# EXTRACT TO READ:
4 Ways To Get More Done And Stop Trying to Be Perfect
One of the biggest problems I’ve seen that plagues us as women is the feeling that we have to be perfect ALL THE TIME.
We worry about disappointing people. We worry that even if people think we’re great, we’re going to let them down somehow. We worry–STILL–that we’re not going to be smart enough or good enough when we’re actually put in the ring of fire. We worry that even if we DO get started on something, that we’re going to ‘mess it up’ somehow.
Perfectionism is The Plague
As I was sitting in an Uber with my girlfriend the other night and she explained a situation to me about someone acting strange/semi-creepy towards her, I sat there and thought that part of my purpose on this planet is to eliminate as much dysfunctional delusional-ness as much as possible.
Because to be honest, a lot of the reason why we suffer and why we have problems? A good amount of it is EMOTIONAL. People’s ‘stuff’. And perfectionism is one of those by-products of other people’s shit.
Maybe you had a narcissistic parent. (I did, and a lot of other women I know have, too). Maybe along the way in school you learned that the only way you could feel good about yourself is if you pushed yourself SO hard that you got that perfect grade or did that thing ‘perfectly’. And when you didn’t live up to those standards…you felt awful.
Because sometimes ‘perfectionism’ can be helpful
I believe it’s beautiful to want something and want it to be the best. You put all of your time and care into it, you think through all the details, and you create something that seems beyond what you could have ever thought was possible. I believe that’s healthy, and a great way to see what you’re capable of.

# EXTRACTED ENTRIES:

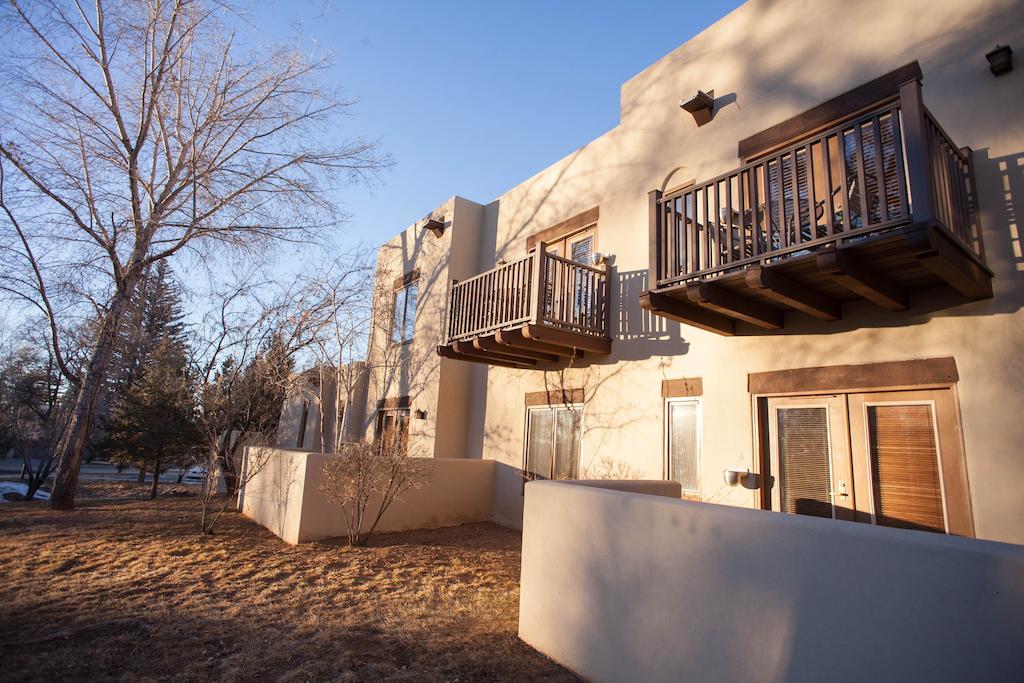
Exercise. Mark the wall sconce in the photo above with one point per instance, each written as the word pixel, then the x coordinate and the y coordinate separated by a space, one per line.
pixel 701 105
pixel 435 226
pixel 741 476
pixel 1000 60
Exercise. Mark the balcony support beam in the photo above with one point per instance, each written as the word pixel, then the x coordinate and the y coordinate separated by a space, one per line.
pixel 550 335
pixel 449 352
pixel 515 340
pixel 851 272
pixel 491 345
pixel 797 295
pixel 934 249
pixel 734 305
pixel 467 348
pixel 688 313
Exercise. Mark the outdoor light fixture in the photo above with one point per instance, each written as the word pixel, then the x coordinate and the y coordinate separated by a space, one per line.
pixel 435 226
pixel 1000 60
pixel 700 105
pixel 741 476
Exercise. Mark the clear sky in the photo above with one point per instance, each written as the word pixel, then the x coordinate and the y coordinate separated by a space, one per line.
pixel 471 98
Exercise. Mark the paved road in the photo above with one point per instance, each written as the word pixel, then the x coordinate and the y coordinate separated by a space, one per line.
pixel 11 468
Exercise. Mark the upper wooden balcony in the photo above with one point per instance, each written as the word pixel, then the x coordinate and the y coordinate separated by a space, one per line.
pixel 538 308
pixel 872 208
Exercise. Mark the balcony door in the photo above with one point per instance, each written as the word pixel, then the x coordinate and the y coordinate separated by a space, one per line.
pixel 889 459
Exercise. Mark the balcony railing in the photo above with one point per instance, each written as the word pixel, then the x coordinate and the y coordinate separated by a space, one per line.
pixel 889 168
pixel 539 289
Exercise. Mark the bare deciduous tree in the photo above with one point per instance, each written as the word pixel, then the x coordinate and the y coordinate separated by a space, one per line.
pixel 245 354
pixel 131 132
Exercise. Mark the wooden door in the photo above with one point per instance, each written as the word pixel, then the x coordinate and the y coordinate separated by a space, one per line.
pixel 908 461
pixel 887 458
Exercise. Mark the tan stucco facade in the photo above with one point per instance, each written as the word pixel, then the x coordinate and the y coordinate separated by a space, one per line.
pixel 766 61
pixel 287 494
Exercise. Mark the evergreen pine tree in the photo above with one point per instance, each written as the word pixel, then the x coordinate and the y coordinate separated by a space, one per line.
pixel 154 423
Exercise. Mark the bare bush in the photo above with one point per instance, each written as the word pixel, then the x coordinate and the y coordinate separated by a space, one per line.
pixel 365 479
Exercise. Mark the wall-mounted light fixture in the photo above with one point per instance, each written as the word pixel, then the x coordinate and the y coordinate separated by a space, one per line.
pixel 435 226
pixel 701 105
pixel 1000 60
pixel 741 476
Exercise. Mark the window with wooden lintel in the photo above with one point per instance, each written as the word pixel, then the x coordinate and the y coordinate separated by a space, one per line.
pixel 553 435
pixel 407 292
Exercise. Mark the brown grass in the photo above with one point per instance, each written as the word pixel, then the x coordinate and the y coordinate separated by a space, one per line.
pixel 124 588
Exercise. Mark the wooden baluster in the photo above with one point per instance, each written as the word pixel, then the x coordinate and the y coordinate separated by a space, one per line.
pixel 880 171
pixel 918 158
pixel 858 148
pixel 653 239
pixel 829 208
pixel 538 283
pixel 728 219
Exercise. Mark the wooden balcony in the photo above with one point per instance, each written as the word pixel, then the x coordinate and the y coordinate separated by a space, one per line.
pixel 536 309
pixel 873 208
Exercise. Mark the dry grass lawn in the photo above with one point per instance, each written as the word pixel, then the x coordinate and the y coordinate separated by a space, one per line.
pixel 125 588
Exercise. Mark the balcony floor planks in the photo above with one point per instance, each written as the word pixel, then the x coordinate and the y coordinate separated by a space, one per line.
pixel 891 253
pixel 524 346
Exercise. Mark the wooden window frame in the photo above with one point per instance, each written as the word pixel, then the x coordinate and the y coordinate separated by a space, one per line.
pixel 527 475
pixel 401 285
pixel 666 440
pixel 301 438
pixel 566 228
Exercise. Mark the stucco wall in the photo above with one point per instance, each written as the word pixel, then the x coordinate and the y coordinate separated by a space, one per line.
pixel 624 587
pixel 286 496
pixel 768 61
pixel 414 369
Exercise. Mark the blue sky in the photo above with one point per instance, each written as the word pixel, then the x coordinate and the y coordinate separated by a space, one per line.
pixel 471 98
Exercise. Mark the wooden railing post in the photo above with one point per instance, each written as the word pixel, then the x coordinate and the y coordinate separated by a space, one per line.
pixel 919 160
pixel 654 245
pixel 605 296
pixel 452 312
pixel 537 283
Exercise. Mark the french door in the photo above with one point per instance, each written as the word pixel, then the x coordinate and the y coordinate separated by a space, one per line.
pixel 890 459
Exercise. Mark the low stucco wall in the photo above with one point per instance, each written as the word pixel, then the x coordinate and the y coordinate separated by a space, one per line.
pixel 286 496
pixel 648 486
pixel 623 587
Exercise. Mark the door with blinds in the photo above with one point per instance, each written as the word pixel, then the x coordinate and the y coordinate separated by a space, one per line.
pixel 578 248
pixel 891 459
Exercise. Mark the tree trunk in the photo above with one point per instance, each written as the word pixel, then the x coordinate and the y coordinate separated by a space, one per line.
pixel 156 478
pixel 83 415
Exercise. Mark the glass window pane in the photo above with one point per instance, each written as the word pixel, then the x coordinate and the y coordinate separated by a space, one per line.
pixel 805 461
pixel 683 445
pixel 412 292
pixel 566 442
pixel 539 434
pixel 399 311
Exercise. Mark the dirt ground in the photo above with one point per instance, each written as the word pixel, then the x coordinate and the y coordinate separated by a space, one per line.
pixel 126 588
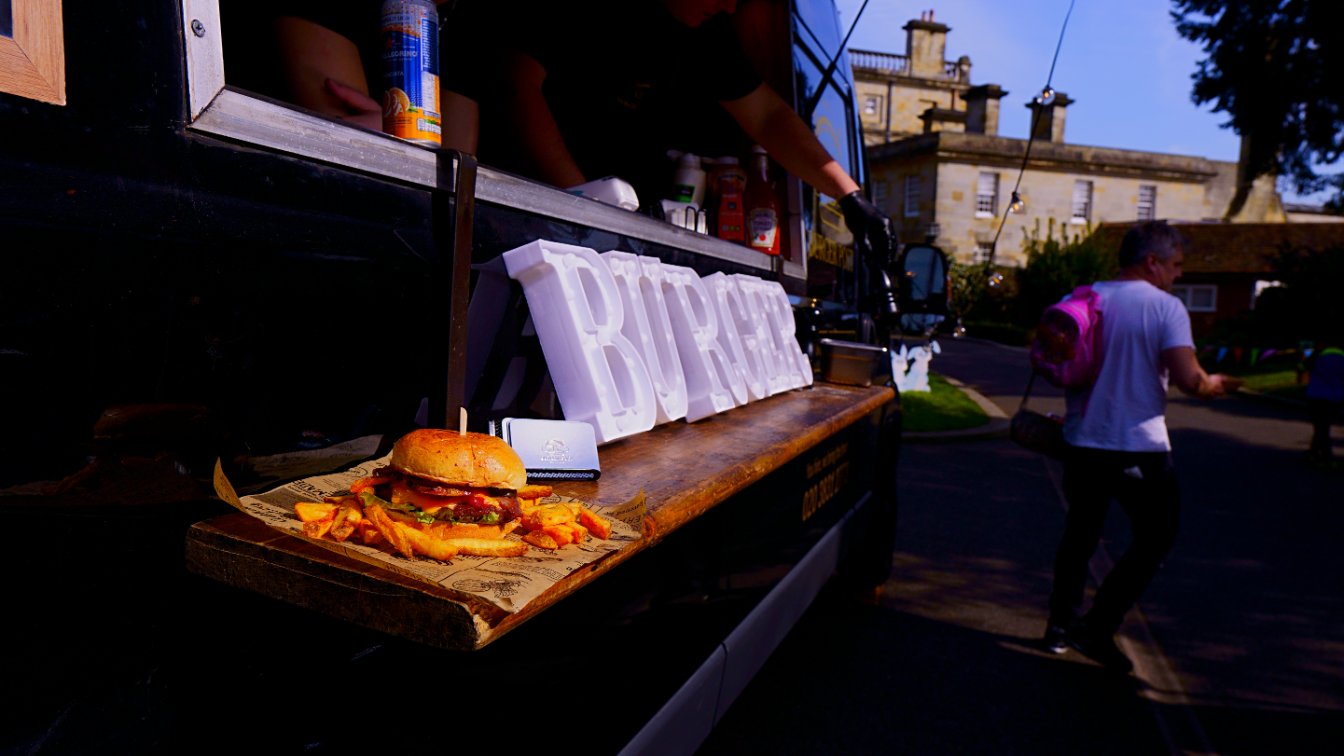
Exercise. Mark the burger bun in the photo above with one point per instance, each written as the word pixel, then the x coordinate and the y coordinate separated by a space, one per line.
pixel 476 460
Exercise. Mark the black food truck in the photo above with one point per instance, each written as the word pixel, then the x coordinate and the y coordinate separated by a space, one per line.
pixel 210 293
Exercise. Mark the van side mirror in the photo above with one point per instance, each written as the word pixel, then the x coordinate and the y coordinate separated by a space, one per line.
pixel 924 289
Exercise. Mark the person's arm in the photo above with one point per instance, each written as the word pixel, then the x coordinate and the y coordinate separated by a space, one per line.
pixel 323 73
pixel 532 125
pixel 1186 371
pixel 776 127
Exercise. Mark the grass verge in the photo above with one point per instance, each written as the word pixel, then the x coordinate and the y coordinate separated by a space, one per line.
pixel 942 408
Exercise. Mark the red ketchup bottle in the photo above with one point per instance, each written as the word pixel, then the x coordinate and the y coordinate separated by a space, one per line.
pixel 762 206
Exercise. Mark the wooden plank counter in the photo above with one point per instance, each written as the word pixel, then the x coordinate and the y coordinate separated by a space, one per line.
pixel 684 470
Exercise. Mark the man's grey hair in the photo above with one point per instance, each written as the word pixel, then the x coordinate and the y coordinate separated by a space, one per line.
pixel 1151 238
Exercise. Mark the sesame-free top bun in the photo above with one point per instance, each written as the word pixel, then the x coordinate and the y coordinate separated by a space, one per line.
pixel 446 456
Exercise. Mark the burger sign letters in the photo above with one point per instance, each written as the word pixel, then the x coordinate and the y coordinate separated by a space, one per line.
pixel 632 342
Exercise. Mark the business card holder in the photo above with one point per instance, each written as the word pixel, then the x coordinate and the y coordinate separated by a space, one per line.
pixel 551 449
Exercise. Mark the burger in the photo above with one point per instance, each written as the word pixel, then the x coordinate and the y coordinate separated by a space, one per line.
pixel 471 479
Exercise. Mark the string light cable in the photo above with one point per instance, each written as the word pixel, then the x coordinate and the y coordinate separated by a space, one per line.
pixel 1044 100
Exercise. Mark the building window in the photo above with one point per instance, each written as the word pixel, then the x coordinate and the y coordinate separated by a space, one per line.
pixel 987 195
pixel 1147 202
pixel 1082 202
pixel 1196 297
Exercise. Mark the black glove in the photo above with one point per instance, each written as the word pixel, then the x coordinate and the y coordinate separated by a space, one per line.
pixel 868 225
pixel 876 240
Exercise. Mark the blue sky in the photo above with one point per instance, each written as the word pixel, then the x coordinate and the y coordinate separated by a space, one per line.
pixel 1122 62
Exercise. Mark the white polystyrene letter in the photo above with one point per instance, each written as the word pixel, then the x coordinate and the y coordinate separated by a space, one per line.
pixel 598 374
pixel 737 332
pixel 647 326
pixel 711 382
pixel 785 330
pixel 778 371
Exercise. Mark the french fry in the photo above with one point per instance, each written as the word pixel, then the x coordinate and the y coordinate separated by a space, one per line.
pixel 465 530
pixel 546 515
pixel 428 545
pixel 559 533
pixel 534 491
pixel 347 519
pixel 311 511
pixel 540 540
pixel 488 546
pixel 367 483
pixel 579 532
pixel 319 527
pixel 387 527
pixel 368 533
pixel 597 525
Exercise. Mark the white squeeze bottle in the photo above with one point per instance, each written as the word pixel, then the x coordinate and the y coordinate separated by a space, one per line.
pixel 688 180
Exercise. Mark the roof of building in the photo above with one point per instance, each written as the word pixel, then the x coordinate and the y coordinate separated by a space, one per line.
pixel 1242 248
pixel 1046 155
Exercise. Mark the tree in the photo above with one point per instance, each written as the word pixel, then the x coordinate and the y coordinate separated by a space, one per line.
pixel 1274 67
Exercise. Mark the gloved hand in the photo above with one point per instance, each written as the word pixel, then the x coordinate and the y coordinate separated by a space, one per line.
pixel 872 232
pixel 868 225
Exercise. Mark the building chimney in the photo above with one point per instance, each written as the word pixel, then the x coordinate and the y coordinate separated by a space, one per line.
pixel 944 120
pixel 983 109
pixel 1255 199
pixel 926 46
pixel 1050 120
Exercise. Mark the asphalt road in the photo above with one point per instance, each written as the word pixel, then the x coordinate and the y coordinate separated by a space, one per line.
pixel 1238 645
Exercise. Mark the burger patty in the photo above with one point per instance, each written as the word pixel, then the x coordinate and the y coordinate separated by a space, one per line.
pixel 488 506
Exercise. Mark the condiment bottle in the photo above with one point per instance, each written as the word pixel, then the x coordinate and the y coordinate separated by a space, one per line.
pixel 688 180
pixel 762 205
pixel 730 215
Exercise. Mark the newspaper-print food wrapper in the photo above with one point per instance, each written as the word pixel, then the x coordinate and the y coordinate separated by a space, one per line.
pixel 506 583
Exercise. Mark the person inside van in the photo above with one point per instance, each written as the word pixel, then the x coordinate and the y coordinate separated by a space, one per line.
pixel 325 57
pixel 571 100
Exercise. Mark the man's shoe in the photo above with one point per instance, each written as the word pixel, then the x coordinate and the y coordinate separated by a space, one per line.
pixel 1102 650
pixel 1057 638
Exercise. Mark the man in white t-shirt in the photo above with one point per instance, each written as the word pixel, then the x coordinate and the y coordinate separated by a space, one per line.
pixel 1118 448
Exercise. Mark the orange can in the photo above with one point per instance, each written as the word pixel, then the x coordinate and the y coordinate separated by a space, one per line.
pixel 410 71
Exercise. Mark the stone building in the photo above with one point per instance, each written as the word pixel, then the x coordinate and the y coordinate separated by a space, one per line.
pixel 942 172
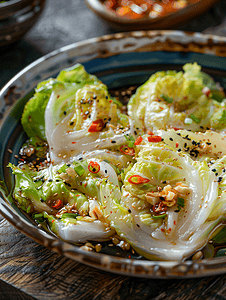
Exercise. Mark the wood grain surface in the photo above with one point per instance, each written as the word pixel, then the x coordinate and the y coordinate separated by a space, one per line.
pixel 30 271
pixel 41 274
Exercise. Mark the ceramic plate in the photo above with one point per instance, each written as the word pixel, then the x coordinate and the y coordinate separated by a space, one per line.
pixel 118 60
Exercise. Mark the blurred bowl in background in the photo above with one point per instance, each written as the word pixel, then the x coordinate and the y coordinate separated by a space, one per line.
pixel 17 17
pixel 171 20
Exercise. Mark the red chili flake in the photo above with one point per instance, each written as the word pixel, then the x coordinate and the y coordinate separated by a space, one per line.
pixel 175 128
pixel 150 133
pixel 159 208
pixel 137 179
pixel 206 91
pixel 57 204
pixel 127 150
pixel 93 167
pixel 96 126
pixel 155 139
pixel 138 140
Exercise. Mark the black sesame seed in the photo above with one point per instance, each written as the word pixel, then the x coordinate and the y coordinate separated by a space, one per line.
pixel 220 179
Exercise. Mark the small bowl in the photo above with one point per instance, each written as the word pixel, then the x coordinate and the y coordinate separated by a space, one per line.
pixel 171 20
pixel 17 17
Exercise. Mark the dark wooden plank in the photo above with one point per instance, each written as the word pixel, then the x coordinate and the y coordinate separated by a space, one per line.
pixel 8 292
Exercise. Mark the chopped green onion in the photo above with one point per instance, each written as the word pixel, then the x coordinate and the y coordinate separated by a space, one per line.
pixel 117 102
pixel 69 215
pixel 180 203
pixel 194 118
pixel 166 98
pixel 159 216
pixel 38 217
pixel 79 170
pixel 63 169
pixel 221 252
pixel 130 139
pixel 220 238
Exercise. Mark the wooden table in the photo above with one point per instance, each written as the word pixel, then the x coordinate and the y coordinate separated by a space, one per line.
pixel 29 270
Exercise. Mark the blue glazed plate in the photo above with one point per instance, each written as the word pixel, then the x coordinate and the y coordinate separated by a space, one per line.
pixel 119 60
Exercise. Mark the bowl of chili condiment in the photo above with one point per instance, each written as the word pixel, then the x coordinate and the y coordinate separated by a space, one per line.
pixel 126 15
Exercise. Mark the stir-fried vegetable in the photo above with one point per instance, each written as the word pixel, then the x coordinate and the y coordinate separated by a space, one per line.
pixel 156 178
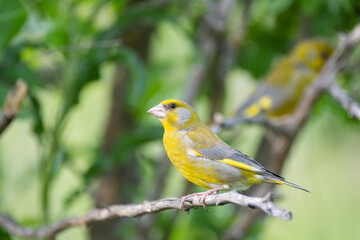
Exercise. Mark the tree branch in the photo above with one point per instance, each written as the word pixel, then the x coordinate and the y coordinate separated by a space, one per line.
pixel 265 204
pixel 275 144
pixel 12 104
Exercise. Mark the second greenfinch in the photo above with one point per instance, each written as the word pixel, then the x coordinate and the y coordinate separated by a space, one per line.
pixel 284 85
pixel 202 157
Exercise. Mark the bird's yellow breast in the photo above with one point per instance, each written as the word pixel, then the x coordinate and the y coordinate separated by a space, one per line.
pixel 202 171
pixel 180 155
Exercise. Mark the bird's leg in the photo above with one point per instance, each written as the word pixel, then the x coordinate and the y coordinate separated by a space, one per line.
pixel 203 195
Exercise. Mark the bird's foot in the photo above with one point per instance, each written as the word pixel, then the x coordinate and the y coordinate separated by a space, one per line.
pixel 203 195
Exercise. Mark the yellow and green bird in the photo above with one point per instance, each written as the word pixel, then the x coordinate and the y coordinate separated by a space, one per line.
pixel 202 157
pixel 284 85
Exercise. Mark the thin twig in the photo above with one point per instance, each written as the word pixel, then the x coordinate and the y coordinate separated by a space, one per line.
pixel 12 104
pixel 266 204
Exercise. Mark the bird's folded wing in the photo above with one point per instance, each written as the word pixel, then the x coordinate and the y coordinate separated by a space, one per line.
pixel 206 144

# DIRECTION:
Answer the following questions about the article on perfectionism, using only what it states.
1. Where was the writer sitting when a girlfriend described someone acting strangely toward her?
2. What kind of parent does the writer say they had?
3. What does the writer say it is beautiful to want?

# OUTPUT OF THE EXERCISE:
1. In an Uber.
2. A narcissistic parent.
3. To want something and want it to be the best.